## Angezeigter Text
6. Belagerung Ragusas.

Am zweiten Tage nach dem Kampfe bei Brgat belagerten die Slaven Ragusa vom Lande her. Die kleine Insel vor der Stadt, Locrum benannt, hielten die Franzosen noch besetzt. Senjavin versuchte, ihnen diesen Stützpunkt zu entreissen, was ihm nicht gelang. Major Sabjelin nahm diejenigen Franzosen gefangen, die er noch ausserhalb der Stadt fand, sei es in Gravosa oder in den umliegenden Häusern und Schluchten. Nun wollte man nicht stehen bleiben, sondern dachte an weitere Schritte. Die erste Sorge war, wie man die Franzosen zur Uebergabe zwingen könnte. Vergeblich hat man Lauriston zur Kapitulation aufgefordert. Auf das energischste hat er es abgeschlagen. Er erwartete Hilfe aus Dalmatien. Etwas Proviant für das Heer besass er, jedoch nicht genug. Lange hätte er schon dort sich halten können, wäre die Zufuhr der Lebensmittel aus der Herzegovina nicht von den Montenegrinern abgeschnitten worden. Alle Wege nach und aus der Stadt wurden gesperrt und das Wasser abgeschnitten.

## Datenbereich
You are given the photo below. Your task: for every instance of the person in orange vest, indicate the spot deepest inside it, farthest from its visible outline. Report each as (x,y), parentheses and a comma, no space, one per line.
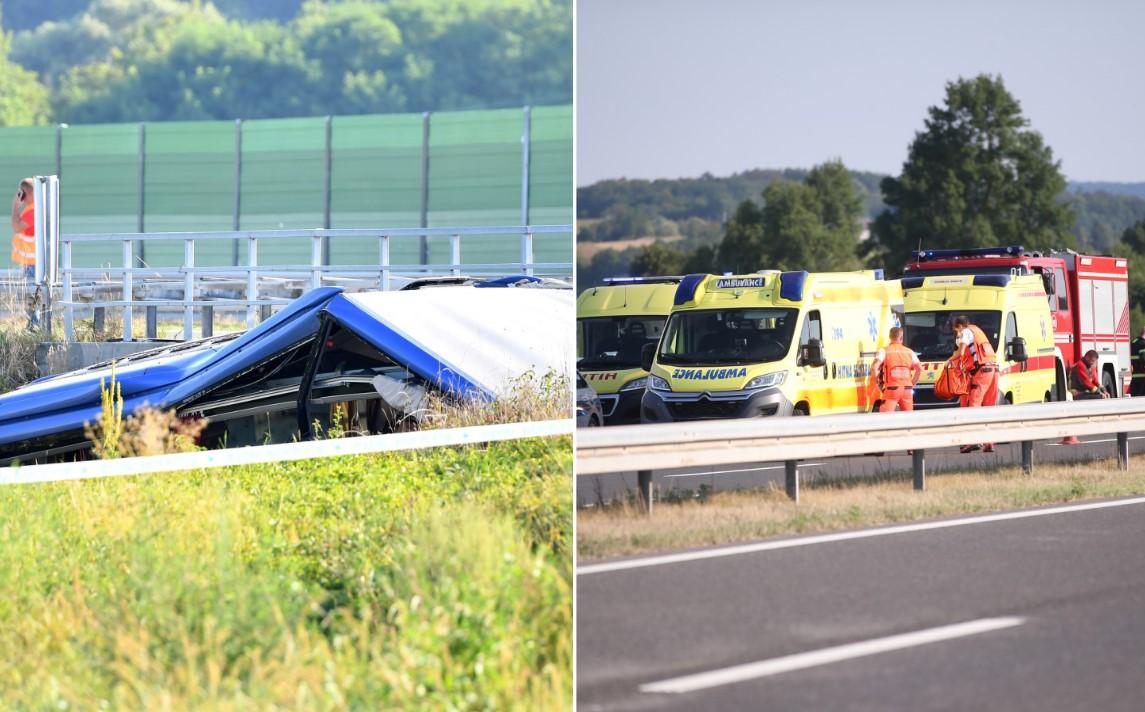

## Anforderungen
Welchen Grund nennt der Text über die Belagerung Ragusas dafür, dass Lauriston die Aufforderung zur Kapitulation ablehnte?

## Die Antwort
Lauriston lehnte die Kapitulation ab, weil er Hilfe aus Dalmatien erwartete.